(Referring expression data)
══════════════════════════════

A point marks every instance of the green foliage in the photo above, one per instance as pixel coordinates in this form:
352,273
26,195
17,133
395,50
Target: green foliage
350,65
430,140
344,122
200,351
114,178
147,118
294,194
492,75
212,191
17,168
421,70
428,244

══════════════════════════════

● WHAT TO DO
Preserving every character, copy the records above out again.

● RESULT FOR THIS EXERCISE
A point marks every instance of the green foliage in the photo above, one per instance as pixel coordinates in this form:
352,273
26,195
17,133
395,50
Target: green foliage
350,65
430,140
344,122
200,351
114,178
147,118
294,194
492,75
212,191
17,168
421,70
428,244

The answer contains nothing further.